Rapid growth in Colorado Springs drives plenty of disagreement. But all sides at a Wednesday night forum on the topic agreed that the issue is one with maddening complexity.
About 250 people packed inside Studio Bee at the Pikes Peak Center at the event hosted by The Gazette and KKTV to discuss how the city plans to accommodate for its rapidly growing population.
The panel included city leaders, neighborhood organizers, a developer and an anti-growth advocate.
"This is a very tough topic to discuss because there is no right or wrong," said Peter Wysocki who heads city planning efforts. "You need to find a balance."
The panelists faced questions including transportation, affordable housing, water and neighborhood advocacy.
Transportation and water, especially, drew concerned murmurs from the crowd.
"As we look at population growth in our area, over the long term it tends to be relatively smooth," said Dirk Draper, boss of the Colorado Springs Chamber of Commerce and Economic Development Organization. "Our investment in infrastructure tends to happen step-wise."
"Our community has been just strapped for resources," Dave Gardner, an anti-growth advocate, retorted. "We've never had the tax revenue to work ahead. We're constantly playing catch up ... we've mis-allocated our resources."
A big concern on the dry Front Range has always been water and as throngs crowd into the Pikes Peak region, with population in town expected to surpass 500,000 — up 75,000 over 10 years — and with another 250,000 in the metro area, the worry is heightened.
Tim Seibert, vice president of Nor'wood Development Group, cited a Colorado Springs Utilities statistic, that said the city has seen a 170% increase in the past 30 years in the number of water taps. However, the consumption per water tap has been cut in half, he said.

::::

### Work item
Please write out the part of the growth forum article starting at "Rapid growth in" and ending at "and neighborhood advocacy.", switching "forum" to "town hall".

### Stored data
::::

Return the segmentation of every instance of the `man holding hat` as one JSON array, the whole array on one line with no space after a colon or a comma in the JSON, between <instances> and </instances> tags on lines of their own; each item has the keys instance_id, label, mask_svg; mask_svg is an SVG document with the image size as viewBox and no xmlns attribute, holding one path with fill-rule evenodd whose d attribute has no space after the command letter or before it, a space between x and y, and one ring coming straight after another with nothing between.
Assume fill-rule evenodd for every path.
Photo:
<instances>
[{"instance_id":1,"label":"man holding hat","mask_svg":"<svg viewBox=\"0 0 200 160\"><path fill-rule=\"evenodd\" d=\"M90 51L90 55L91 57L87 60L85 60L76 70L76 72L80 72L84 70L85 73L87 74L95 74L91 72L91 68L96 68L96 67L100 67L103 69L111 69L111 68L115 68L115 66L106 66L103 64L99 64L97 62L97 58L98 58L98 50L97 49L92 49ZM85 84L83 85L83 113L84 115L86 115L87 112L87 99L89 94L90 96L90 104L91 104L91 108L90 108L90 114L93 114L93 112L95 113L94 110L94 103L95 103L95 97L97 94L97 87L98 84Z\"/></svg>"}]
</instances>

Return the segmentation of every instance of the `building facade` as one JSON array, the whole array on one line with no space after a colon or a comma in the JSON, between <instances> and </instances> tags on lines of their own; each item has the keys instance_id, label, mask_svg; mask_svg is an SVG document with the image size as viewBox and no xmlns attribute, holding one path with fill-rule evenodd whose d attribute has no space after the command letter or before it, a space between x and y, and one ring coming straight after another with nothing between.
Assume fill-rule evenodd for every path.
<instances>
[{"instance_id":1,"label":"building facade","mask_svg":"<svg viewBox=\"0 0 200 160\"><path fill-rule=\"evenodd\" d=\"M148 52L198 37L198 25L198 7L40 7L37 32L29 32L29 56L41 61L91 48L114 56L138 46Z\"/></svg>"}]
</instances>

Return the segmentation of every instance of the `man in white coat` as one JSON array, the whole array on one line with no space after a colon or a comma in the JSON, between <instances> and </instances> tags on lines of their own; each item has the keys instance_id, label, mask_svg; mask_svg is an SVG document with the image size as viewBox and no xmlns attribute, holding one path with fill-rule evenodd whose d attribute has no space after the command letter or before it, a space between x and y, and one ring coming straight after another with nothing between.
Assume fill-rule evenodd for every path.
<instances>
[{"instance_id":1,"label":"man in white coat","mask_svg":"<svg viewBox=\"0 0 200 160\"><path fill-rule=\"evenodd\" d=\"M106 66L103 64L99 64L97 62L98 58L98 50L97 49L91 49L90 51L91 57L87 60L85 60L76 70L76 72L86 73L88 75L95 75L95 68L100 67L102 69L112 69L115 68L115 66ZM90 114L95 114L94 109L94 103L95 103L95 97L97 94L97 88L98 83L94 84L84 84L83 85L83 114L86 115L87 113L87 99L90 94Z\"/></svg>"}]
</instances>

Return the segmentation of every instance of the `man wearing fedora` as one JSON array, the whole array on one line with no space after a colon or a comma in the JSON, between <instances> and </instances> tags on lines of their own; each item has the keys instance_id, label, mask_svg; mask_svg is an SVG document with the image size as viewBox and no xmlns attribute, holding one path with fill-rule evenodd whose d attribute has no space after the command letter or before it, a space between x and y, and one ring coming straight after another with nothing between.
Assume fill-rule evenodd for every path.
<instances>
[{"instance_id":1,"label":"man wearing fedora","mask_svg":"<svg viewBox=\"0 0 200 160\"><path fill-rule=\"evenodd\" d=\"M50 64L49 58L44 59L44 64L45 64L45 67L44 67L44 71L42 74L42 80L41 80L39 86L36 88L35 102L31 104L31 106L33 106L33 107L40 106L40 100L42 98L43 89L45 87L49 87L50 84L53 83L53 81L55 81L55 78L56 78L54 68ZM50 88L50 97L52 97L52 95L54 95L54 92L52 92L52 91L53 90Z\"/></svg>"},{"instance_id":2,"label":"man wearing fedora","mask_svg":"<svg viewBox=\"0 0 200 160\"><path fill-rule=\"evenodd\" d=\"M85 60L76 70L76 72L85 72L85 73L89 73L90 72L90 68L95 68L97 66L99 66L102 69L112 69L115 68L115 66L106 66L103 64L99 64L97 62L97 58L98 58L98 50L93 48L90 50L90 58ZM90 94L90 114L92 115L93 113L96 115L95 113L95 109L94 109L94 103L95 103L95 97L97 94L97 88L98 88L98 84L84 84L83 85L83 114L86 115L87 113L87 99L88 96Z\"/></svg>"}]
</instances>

::::

### Written answer
Rapid growth in Colorado Springs drives plenty of disagreement. But all sides at a Wednesday night town hall on the topic agreed that the issue is one with maddening complexity.
About 250 people packed inside Studio Bee at the Pikes Peak Center at the event hosted by The Gazette and KKTV to discuss how the city plans to accommodate for its rapidly growing population.
The panel included city leaders, neighborhood organizers, a developer and an anti-growth advocate.
"This is a very tough topic to discuss because there is no right or wrong," said Peter Wysocki who heads city planning efforts. "You need to find a balance."
The panelists faced questions including transportation, affordable housing, water and neighborhood advocacy.